## Problem
Write the entries out again exactly; any picture among them gets left out.

Point localization data
□ □ □ □ □ □ □

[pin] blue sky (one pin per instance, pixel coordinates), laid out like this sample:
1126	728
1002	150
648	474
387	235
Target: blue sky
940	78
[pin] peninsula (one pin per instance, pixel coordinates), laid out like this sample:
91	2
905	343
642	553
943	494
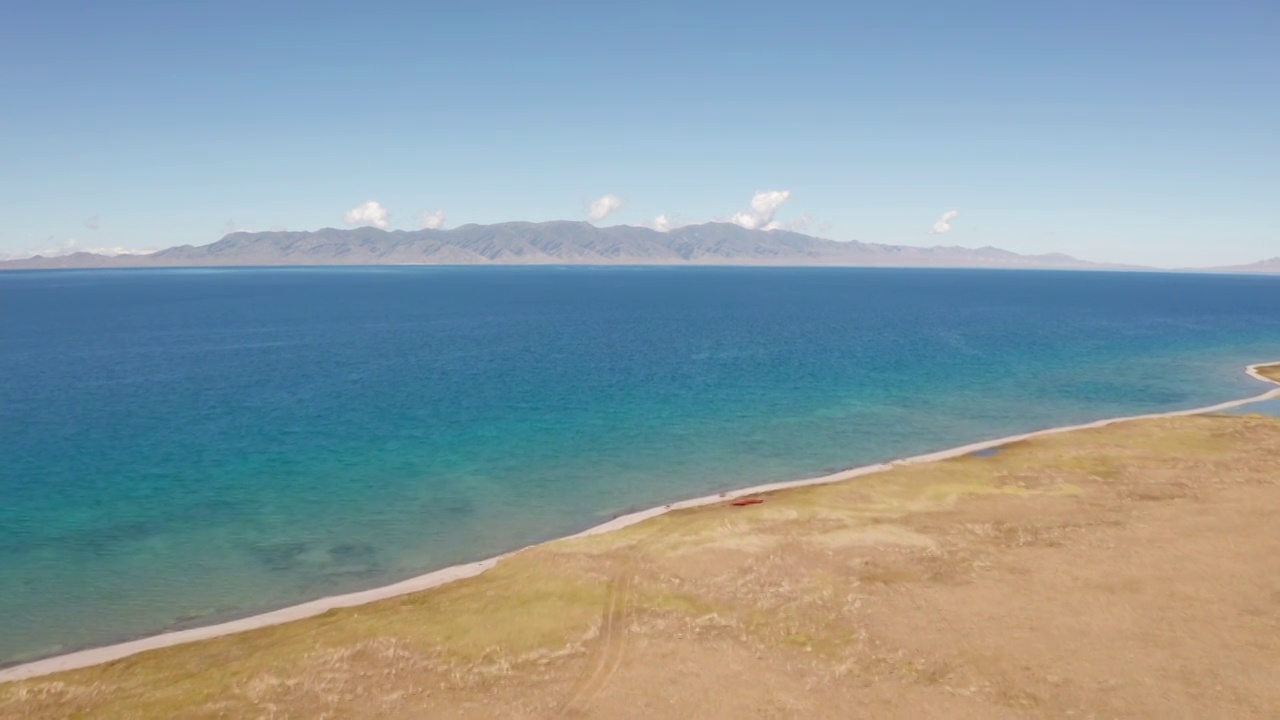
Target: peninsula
1121	568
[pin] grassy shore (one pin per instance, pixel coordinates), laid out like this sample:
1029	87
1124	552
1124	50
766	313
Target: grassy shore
1127	570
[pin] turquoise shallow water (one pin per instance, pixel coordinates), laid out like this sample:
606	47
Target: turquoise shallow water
186	446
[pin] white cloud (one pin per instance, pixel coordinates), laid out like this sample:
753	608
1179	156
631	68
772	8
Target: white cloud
369	214
433	220
603	206
764	205
944	223
72	246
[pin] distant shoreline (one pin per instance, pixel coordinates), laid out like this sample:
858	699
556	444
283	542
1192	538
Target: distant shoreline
437	578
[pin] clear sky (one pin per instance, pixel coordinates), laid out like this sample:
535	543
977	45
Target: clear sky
1121	131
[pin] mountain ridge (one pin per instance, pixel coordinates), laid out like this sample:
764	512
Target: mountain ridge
556	242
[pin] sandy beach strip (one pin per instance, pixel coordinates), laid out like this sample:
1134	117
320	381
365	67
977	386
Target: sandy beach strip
108	654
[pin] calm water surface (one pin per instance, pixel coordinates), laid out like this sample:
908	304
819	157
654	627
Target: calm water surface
184	446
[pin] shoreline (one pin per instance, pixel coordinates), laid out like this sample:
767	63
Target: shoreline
437	578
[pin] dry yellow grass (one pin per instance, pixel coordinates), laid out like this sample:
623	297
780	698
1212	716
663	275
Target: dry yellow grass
1132	570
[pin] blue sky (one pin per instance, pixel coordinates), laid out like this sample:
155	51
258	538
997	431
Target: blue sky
1141	132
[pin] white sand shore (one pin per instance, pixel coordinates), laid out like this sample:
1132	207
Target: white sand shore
95	656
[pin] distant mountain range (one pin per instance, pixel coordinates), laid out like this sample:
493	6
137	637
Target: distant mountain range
567	242
552	244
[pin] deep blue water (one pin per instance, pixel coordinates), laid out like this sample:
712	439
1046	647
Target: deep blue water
183	446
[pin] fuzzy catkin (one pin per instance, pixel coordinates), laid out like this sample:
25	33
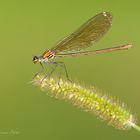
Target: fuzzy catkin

□ □ □ □ □ □ □

## Result of the exercise
[pin] blue sky (one pin per instance, pixel coordinates), laid out like this sample:
1126	728
1002	150
648	474
387	235
Target: blue sky
940	78
[pin] peninsula (one pin per instance, pixel coordinates), laid out like this sample:
91	2
905	343
642	553
943	494
Target: peninsula
1121	568
[pin] grassy shore (one pin per instance, pixel coordinates), laid out like this sample:
1029	87
1124	552
1124	50
766	313
Target: grassy shore
1127	570
[pin] turquoise shallow water (one pin per instance, pixel coordinates), laid out like this sample:
606	47
Target: turquoise shallow water
186	446
[pin] white cloud (one pin per instance, pixel coordinates), laid out like this sample:
753	608
1179	156
631	68
772	8
Target: white cloud
369	214
433	220
603	206
764	205
944	223
72	246
[pin] distant shoreline (one pin per instance, pixel coordinates), laid out like this sample:
858	699
556	444
283	542
1192	538
Target: distant shoreline
437	578
[pin] clear sky (one pin per instance, pixel coordinates), laid out like this sample:
535	543
977	45
Target: clear sky
1121	131
[pin] mountain ridge (one pin per instance, pixel coordinates), laid out like this sample:
764	512
Target: mountain ridge
556	242
[pin] sandy beach strip (one pin per instance, pixel coordinates), laid out like this sample:
1134	117
320	381
365	67
977	386
Target: sandy beach strip
108	654
[pin] calm water surface (one pin per instance, pixel coordinates), laid out like this sample:
908	304
819	157
654	627
Target: calm water surface
184	446
[pin] shoreline (one pin per instance, pixel coordinates), laid out like this sample:
767	63
Target: shoreline
437	578
[pin] dry yellow grass (one pin per instance, pixel coordinates), laid out like this sample:
623	297
780	698
1212	716
663	275
Target: dry yellow grass
1132	570
[pin] blue sky (one pin per instance, pixel coordinates), laid out like this sample:
155	51
258	538
997	431
Target: blue sky
1141	132
[pin] white sand shore (one pin per instance, pixel coordinates), laid out like this sample:
1132	207
Target: white sand shore
95	656
[pin] distant mountain range (one pin per instance, pixel coordinates), laid out like this sample:
493	6
137	637
Target: distant mountain range
567	242
552	244
[pin] deep blue water (one pin per instance, pixel coordinates), laid out like this sample:
712	439
1046	647
Target: deep blue water
183	446
[pin] fuzzy catkin (one pin per instance, pixel coordinates), laid out like this sample:
25	33
Target: fuzzy catkin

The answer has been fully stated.